▸ Sayfa

════

Quaresma ve pul biber!

İbrahim Tatlıses pul bibere veda etmiş. Ne kadar acı değil mi? Acı ama maalesef bu ülkenin magazin anlayışı da bu... Akşam evine gittiğinde ana haber bültenlerinin yayınlandığı saatte angarya işlerle uğraşıp, ‘kim, kiminle, nerede, ne yapmış’ programlarını saniye saniye bekleyen insanlar çok bu ülkede...
Haberin Devamı ›
Böyle insanlar çok ama; terör denen illetin bu coğrafyaya musallat olmaya başladığı günlerde doğan çocuklar da ölüyor bugünlerde... Evet, acı çekiyor ülkenin büyük çoğunluğu; fakat bir de diğer kısmı var bu ülkenin. O kısım, yaşadığı ülkede yaşanan acıların bile farkında değil. Emin olun, şu an Akdeniz kıyılarında tatil yaparken, ülkenin dört bir yanında yaşanan büyük dramdan bihaber insan da çok.
Hâl böyleyken bir başka değer kazanıyor kimi yaşananlar. Kaç gündür yazmak istiyordum, biraz bekledim, fakat büyük usta Ercan Güven yine herkesten önce girmiş konuya...
Yazmak istediğim ‘ADAM’ın adı Quaresma... Beşiktaş’ın büyük transferi... İnönü Stadı’nda tarihi bir törenle imzayı atan yıldız futbolcu...

════

▸ Görev Gereksinimleri
a – Aşağıdaki listede "hoof" sözcüğünü içeren satırların hepsini çıkarır mısın?
b – Yukarıdaki Quaresma ve pul biber yazısını kaldığı yerden sürdürür müsün?

════

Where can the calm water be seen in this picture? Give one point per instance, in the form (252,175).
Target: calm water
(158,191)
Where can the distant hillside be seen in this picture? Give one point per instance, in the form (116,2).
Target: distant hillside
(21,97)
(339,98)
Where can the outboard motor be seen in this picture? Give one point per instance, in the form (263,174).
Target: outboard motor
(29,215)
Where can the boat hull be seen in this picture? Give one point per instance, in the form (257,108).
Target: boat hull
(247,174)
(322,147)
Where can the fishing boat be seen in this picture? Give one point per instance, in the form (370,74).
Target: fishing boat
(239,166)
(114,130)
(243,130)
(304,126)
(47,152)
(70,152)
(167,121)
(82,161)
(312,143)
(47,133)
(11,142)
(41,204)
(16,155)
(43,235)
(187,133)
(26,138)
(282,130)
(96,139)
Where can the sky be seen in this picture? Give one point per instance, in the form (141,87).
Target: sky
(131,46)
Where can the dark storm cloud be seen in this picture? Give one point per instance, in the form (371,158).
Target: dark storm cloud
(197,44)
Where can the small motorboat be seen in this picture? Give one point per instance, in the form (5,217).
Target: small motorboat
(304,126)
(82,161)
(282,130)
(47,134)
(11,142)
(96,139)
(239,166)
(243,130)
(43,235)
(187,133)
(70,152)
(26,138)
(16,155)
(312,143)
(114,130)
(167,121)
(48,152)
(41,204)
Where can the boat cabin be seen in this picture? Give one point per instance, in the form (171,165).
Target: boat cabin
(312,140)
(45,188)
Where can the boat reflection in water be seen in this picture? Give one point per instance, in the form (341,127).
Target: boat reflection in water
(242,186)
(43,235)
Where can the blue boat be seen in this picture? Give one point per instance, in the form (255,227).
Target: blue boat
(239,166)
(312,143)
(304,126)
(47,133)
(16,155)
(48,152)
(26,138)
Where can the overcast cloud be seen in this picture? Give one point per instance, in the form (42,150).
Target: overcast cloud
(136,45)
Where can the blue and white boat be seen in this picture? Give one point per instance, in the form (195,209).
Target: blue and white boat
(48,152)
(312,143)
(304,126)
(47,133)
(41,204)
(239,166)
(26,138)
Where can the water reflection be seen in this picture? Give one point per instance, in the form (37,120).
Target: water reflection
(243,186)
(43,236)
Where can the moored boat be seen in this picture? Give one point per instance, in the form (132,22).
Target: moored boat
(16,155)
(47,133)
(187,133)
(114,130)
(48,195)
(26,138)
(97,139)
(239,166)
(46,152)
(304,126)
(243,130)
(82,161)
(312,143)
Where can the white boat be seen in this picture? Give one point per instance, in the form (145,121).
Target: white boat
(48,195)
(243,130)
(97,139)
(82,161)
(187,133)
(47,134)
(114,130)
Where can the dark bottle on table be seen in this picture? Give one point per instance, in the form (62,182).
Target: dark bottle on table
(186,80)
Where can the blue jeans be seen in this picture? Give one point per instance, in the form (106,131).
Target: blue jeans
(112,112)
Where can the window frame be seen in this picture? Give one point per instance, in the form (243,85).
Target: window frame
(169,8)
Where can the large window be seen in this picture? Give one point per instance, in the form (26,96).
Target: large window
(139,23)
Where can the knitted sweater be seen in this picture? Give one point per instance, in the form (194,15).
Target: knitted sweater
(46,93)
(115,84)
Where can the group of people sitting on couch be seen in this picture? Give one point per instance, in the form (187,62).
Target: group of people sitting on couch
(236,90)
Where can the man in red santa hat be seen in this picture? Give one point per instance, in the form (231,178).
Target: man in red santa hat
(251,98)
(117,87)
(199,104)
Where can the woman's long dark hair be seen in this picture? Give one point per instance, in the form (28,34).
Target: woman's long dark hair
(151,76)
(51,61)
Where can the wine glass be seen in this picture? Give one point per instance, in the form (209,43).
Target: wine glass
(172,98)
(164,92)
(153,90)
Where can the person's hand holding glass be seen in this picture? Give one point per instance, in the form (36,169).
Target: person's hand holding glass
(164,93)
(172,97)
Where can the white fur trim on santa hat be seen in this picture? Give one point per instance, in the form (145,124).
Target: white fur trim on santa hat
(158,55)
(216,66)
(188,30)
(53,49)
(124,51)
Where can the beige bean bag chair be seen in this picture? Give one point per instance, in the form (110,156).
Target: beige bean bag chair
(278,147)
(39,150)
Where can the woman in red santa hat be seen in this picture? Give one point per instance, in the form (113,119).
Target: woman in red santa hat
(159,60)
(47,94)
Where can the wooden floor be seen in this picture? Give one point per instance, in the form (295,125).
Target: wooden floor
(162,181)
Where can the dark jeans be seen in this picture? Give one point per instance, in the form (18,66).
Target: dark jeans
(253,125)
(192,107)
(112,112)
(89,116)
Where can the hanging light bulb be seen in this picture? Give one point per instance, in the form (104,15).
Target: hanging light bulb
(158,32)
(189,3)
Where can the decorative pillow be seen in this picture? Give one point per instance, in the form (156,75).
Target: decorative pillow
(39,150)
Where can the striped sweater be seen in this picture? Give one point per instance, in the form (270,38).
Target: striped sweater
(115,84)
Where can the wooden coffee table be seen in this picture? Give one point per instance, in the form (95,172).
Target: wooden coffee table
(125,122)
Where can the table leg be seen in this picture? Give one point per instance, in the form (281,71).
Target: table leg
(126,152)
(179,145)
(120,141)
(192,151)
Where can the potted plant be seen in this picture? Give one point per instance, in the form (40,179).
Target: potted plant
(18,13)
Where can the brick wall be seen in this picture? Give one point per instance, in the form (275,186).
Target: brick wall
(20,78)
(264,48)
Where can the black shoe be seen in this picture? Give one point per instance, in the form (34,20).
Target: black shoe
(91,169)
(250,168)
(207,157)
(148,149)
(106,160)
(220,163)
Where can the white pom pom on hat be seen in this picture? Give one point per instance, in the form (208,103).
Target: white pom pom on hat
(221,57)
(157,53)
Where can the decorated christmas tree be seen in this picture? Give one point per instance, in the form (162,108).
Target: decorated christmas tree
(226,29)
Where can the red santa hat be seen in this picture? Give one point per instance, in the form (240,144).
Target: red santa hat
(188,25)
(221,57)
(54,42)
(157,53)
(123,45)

════

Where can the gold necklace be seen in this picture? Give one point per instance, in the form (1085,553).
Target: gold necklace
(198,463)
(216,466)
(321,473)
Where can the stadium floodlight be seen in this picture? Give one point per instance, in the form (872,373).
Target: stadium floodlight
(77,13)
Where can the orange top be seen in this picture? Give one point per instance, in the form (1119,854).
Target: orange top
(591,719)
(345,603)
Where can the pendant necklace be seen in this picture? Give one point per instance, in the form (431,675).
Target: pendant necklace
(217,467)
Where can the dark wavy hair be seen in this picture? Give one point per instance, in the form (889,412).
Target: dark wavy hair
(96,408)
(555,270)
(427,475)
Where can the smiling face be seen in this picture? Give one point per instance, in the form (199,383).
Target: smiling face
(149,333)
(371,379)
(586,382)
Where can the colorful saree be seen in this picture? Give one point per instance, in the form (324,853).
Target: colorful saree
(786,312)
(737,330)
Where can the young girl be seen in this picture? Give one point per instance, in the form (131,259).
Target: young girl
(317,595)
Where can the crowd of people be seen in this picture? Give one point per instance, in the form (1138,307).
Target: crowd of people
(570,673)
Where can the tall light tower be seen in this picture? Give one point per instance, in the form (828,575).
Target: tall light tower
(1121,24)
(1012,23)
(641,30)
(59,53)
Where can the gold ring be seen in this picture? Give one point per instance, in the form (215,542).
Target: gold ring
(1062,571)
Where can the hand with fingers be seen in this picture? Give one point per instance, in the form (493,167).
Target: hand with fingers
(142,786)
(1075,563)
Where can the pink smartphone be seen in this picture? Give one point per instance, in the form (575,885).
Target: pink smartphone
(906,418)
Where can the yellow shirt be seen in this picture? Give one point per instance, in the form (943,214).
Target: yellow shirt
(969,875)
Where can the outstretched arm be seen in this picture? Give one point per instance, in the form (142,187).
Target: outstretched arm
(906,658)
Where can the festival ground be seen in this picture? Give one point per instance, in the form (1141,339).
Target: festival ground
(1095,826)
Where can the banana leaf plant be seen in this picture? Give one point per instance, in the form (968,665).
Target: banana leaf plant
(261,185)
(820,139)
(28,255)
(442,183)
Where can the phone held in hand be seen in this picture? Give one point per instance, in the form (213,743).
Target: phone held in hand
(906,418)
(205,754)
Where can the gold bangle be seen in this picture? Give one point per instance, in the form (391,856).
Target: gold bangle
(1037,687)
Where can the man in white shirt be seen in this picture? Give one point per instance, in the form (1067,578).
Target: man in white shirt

════

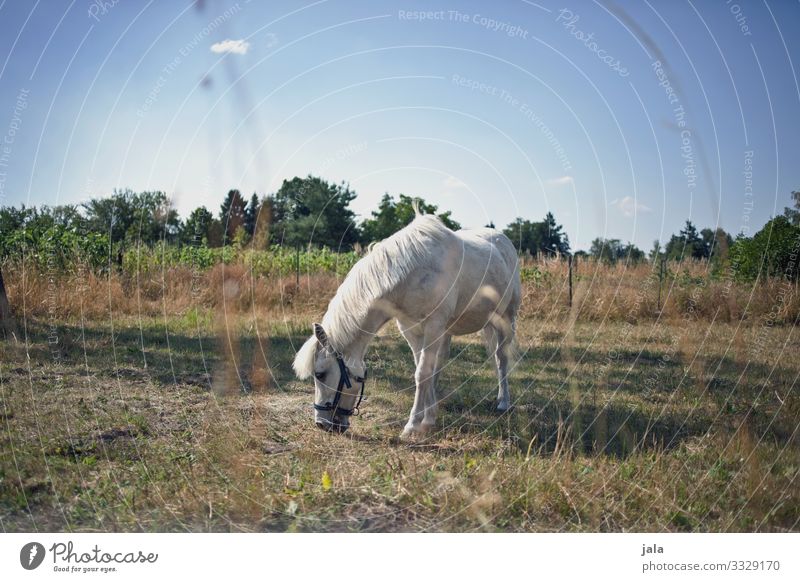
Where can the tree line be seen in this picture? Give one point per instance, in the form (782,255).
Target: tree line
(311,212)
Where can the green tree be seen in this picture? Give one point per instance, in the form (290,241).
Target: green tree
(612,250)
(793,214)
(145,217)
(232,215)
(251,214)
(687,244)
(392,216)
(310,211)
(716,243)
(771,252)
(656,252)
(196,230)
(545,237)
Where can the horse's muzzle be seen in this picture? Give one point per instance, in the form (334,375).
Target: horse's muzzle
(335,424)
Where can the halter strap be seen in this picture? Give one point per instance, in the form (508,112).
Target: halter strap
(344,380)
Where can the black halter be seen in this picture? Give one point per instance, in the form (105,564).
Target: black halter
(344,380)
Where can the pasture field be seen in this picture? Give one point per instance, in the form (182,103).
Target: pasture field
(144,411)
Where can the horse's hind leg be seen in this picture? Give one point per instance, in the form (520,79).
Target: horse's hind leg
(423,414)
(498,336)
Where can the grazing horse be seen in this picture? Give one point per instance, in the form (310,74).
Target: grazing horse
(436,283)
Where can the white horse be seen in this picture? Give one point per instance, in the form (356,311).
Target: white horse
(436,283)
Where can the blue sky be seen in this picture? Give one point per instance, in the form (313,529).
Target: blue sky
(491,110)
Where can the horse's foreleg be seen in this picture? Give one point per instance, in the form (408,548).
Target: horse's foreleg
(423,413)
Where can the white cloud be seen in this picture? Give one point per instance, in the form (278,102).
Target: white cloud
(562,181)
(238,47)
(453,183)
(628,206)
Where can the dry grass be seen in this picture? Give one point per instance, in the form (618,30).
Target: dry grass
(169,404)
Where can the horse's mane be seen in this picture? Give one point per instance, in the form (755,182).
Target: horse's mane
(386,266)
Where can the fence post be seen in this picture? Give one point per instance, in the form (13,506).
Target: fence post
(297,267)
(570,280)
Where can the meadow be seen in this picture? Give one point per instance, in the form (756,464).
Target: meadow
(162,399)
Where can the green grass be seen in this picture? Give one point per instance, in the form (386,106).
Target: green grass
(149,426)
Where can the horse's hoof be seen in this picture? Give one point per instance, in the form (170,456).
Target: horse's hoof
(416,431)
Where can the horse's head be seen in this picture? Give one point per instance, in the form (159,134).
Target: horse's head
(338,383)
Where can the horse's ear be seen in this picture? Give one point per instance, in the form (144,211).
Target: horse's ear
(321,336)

════

▸ Görev Çıktıları
a –
Where can the horse's hoof be seen in this picture? Give one point per instance, in the form (170,456).
Target: horse's hoof

b –
Haberin Devamı ›
Adam Portekizli... Bugüne kadar yediği-içtiği, giydiği, söylediği, sevgilisi ya da saç kesimi hep yazılmış-çizilmiş. Biz de bu kadarını biliyorduk maalesef. İstanbul’a gelince ‘şımarık milenyum çocukları’ndan biri olmadığını da öğrendik.
Sıcak bir yaz günü, sadece senin için stada gelmiş 21 bin 340 futbol taraftarı önünde, sadece senin için hazırlanmış çok özel besteler söylenirken... “Türkiye’nin şehitleri için çok üzgünüm” sözleriyle başladı Beşiktaş’taki ilk resmi açıklamasına... Ve üstelik ne bir yönetici ne de bir akıl hocası söyletmiş ona bunları. Televizyonda görmüş acılı anaları-babaları, sormuş, öğrenmiş ve içinden geçenleri söylemiş.
Beşiktaş Yönetimi de konserleri iptal etmiş ve gün boyunca İnönü’de sadece bir şarkı çalınmasını sağlamış: “Bir başkadır benim memleketim...”
İyi ki gelmiş Quaresma... İyi ki pes etmemiş Beşiktaş Yönetimi... Çünkü büyüklük ayrıntılarda gizlidir. Ve Quaresma bu saatten sonra benim için ne 3-5 süper çalım, ne bir kaç gol ne de bir büyük futbolcu tanımlamalarıyla sınırlandırılabilir.
İsteyen ‘acı biberli haberleri’ okumaya devam eder, isteyen ‘acılarımızı paylaşan insanların’ karşısında esas duruşa geçer.
Ben esas duruşa geçtim: Hoşgeldin, iyi ki geldin Quaresma...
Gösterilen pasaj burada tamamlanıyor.